### Prompt
Rewrite the items starting with the line containing "Note: we are tagging the white appliance" and going on through the line containing "[(24, 129)]", with "cabinet" changed to "cupboard" and everything else left as it is.
::: Entries :::
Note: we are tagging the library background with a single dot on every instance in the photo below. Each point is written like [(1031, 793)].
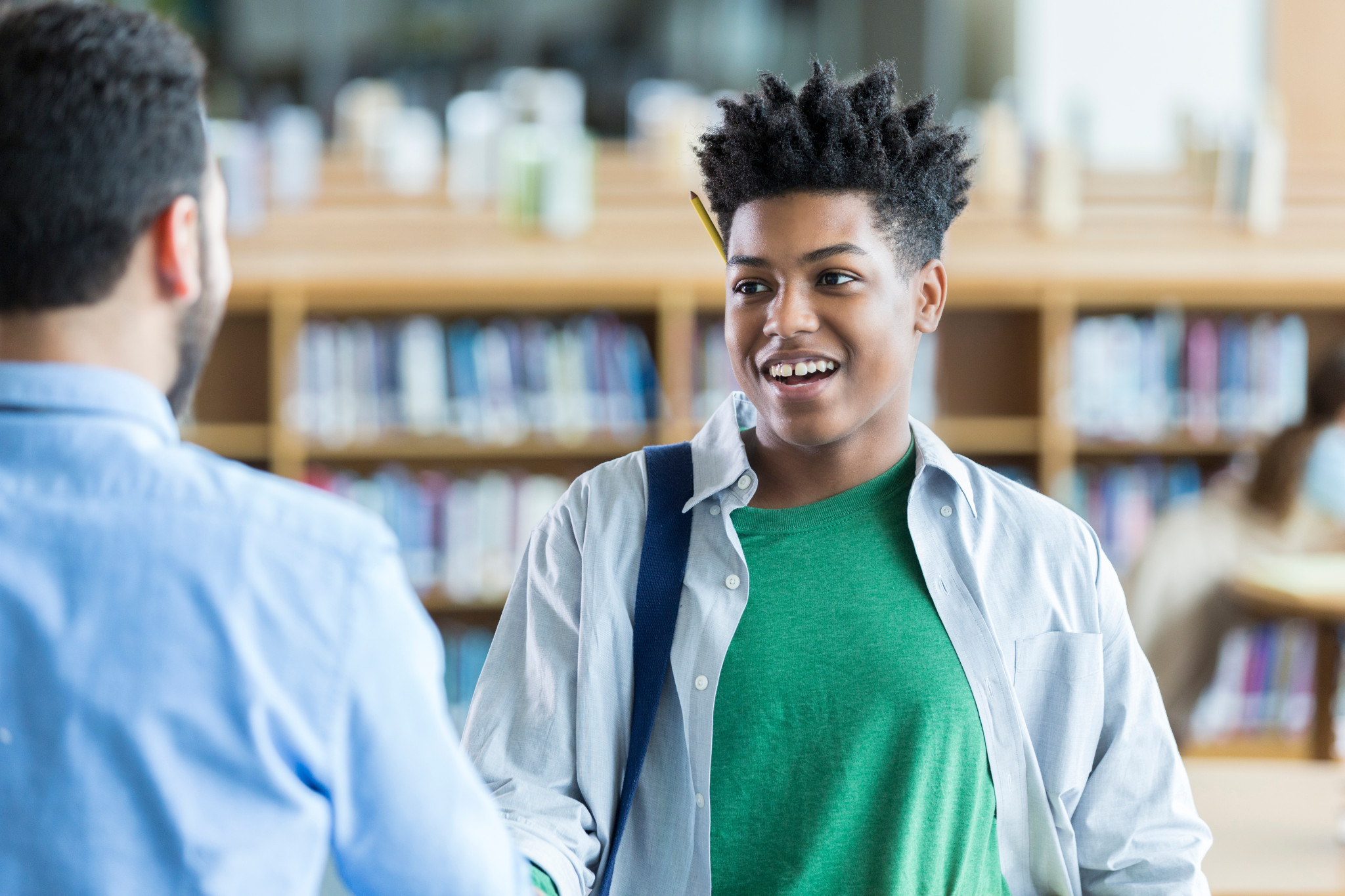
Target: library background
[(467, 272)]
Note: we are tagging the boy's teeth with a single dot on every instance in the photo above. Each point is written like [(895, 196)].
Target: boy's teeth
[(802, 368)]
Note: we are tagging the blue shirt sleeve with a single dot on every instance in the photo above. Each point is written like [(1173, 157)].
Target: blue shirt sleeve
[(410, 815)]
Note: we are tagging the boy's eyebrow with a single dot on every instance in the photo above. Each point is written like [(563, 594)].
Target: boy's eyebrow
[(748, 261), (827, 251), (816, 255)]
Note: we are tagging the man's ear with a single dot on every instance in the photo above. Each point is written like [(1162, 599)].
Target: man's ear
[(931, 291), (178, 250)]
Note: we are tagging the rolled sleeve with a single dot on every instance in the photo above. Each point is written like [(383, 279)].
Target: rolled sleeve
[(410, 816), (1136, 824), (521, 731)]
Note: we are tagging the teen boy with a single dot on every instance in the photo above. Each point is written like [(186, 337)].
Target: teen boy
[(934, 687)]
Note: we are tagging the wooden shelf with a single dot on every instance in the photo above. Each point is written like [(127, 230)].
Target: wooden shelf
[(238, 441), (440, 603), (1252, 747), (990, 435), (441, 448), (1146, 242), (1173, 445)]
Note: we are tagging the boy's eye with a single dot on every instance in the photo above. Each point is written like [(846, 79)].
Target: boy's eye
[(834, 278)]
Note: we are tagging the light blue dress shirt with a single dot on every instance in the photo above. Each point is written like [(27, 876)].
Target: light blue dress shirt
[(210, 677), (1091, 796)]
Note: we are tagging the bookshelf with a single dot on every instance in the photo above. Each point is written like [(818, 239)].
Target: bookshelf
[(1005, 341)]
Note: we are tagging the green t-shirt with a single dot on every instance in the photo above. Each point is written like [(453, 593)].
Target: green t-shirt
[(848, 750)]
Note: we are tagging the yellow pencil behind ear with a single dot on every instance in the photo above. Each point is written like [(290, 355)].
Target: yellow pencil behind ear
[(709, 226)]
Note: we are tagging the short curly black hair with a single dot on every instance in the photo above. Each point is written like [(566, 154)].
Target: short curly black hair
[(835, 137), (100, 131)]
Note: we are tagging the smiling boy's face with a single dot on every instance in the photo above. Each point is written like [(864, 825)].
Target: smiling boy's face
[(813, 282)]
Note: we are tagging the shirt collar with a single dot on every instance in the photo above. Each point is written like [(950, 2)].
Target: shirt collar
[(84, 389), (718, 457)]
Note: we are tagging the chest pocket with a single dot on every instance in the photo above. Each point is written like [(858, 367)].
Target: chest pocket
[(1060, 687)]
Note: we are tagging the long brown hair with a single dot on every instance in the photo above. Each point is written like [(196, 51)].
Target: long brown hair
[(1279, 473)]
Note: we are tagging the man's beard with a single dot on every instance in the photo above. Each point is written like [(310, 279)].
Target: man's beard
[(195, 337)]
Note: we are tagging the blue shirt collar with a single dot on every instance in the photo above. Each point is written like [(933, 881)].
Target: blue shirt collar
[(84, 389), (720, 457)]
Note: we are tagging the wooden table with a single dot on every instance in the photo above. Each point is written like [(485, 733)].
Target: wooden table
[(1305, 587), (1273, 822)]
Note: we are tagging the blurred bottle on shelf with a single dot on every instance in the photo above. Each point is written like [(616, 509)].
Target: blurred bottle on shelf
[(363, 106), (474, 123), (525, 148), (410, 151), (1000, 182), (462, 536), (665, 120), (295, 141), (241, 151)]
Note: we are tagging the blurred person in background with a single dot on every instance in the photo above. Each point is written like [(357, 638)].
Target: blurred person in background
[(1293, 503), (210, 679)]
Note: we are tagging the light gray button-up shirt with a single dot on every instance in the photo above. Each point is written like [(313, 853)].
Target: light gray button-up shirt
[(1091, 794)]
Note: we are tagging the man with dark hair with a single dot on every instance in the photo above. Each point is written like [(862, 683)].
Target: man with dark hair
[(934, 687), (209, 677)]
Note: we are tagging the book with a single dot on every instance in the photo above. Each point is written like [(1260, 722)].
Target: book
[(496, 383), (1124, 500), (1142, 378), (1262, 685)]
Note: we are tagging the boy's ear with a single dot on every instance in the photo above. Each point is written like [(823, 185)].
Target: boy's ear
[(930, 291), (178, 250)]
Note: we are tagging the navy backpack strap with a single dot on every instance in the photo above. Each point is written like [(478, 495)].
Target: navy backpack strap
[(658, 591)]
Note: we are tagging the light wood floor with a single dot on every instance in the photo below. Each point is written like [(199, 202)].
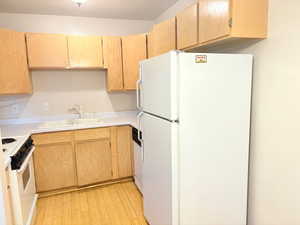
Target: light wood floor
[(118, 204)]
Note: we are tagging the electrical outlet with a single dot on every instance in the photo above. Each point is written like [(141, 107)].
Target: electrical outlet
[(46, 106), (15, 109)]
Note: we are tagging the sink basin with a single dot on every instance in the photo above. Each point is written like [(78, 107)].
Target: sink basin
[(71, 123)]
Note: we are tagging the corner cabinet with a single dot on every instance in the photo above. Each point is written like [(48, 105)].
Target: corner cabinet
[(93, 156), (54, 161), (221, 21), (47, 51), (187, 27), (134, 49), (162, 38), (14, 74), (85, 52), (112, 53)]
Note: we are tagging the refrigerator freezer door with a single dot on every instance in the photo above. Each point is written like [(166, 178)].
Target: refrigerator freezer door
[(159, 189), (159, 86)]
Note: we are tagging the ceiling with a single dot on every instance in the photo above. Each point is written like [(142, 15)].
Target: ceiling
[(118, 9)]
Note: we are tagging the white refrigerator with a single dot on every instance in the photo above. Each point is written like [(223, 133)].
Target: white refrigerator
[(195, 121)]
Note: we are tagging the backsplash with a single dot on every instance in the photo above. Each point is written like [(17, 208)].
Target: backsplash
[(55, 92)]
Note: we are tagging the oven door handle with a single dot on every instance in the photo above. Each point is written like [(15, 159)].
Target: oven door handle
[(25, 163)]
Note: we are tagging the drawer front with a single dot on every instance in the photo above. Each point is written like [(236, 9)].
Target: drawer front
[(53, 138), (92, 134)]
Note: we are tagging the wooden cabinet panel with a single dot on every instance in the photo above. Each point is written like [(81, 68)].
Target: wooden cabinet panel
[(85, 51), (134, 49), (214, 17), (187, 27), (54, 166), (14, 75), (92, 134), (94, 161), (47, 50), (125, 151), (112, 52), (162, 38)]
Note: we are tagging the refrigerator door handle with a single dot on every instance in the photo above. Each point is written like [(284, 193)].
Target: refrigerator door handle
[(138, 94), (139, 133), (138, 90), (139, 116)]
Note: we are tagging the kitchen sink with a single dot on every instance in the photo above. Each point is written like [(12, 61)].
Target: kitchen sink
[(71, 123)]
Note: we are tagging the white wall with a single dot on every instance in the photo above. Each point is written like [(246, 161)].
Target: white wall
[(275, 140), (56, 91)]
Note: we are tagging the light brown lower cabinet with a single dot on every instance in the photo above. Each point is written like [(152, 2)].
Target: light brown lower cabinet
[(94, 161), (54, 166), (82, 157)]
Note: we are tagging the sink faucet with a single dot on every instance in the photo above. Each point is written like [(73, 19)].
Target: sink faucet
[(78, 110)]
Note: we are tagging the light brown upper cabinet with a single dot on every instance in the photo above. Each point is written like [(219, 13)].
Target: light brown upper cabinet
[(134, 49), (85, 51), (112, 53), (14, 75), (162, 38), (221, 20), (214, 19), (187, 27), (47, 51)]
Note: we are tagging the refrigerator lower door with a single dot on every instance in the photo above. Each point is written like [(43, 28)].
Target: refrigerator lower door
[(159, 87), (159, 170)]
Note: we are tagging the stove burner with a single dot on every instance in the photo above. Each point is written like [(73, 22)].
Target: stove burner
[(8, 140)]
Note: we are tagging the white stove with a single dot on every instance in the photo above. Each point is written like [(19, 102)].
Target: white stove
[(19, 151), (12, 144)]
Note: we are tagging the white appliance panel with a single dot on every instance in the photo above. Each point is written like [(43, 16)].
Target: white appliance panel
[(215, 100), (159, 91), (158, 170)]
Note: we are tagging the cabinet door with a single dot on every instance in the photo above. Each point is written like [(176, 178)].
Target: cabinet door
[(163, 37), (187, 27), (85, 51), (54, 166), (112, 52), (214, 18), (47, 50), (125, 151), (14, 75), (94, 161), (134, 50)]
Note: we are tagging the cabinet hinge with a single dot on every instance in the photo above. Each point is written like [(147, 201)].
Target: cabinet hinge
[(230, 22)]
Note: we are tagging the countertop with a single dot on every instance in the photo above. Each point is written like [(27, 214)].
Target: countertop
[(24, 129)]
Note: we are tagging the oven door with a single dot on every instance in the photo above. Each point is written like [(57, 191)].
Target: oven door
[(24, 191)]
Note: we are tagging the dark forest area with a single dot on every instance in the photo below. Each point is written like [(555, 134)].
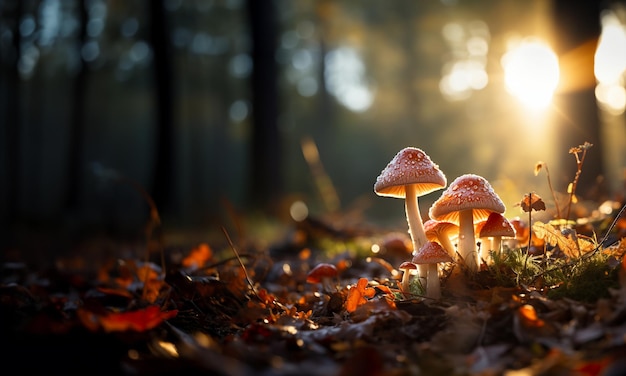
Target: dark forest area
[(243, 187)]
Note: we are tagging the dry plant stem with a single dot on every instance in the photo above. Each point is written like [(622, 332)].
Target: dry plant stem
[(153, 222), (467, 240), (530, 235), (243, 267), (556, 203), (579, 168), (416, 227)]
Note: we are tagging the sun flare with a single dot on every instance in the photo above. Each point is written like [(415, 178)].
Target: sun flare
[(531, 73)]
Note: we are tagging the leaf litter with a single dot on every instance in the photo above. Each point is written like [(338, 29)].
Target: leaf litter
[(556, 307)]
:::
### Correct answer
Note: we are tagging the white appliance panel with a single dot on every instance in the photo above. Each point is written like [(43, 16)].
Target: white appliance panel
[(215, 100), (159, 91), (158, 170)]
Note: we are tagging the cupboard door with a single dot on every instance in the photo above. Each point is written like [(176, 178)].
Target: cupboard door
[(163, 37), (187, 27), (85, 51), (54, 166), (112, 52), (214, 18), (47, 50), (125, 151), (14, 75), (94, 161), (134, 50)]
Note: we are tagging the cupboard hinge with a single dot on every instance in the photo above. Each point is written like [(147, 201)].
Target: cupboard hinge
[(230, 22)]
Note: we are tagging the countertop with a single dot on every instance in the photo above. Each point is written like [(27, 214)].
Target: countertop
[(24, 129)]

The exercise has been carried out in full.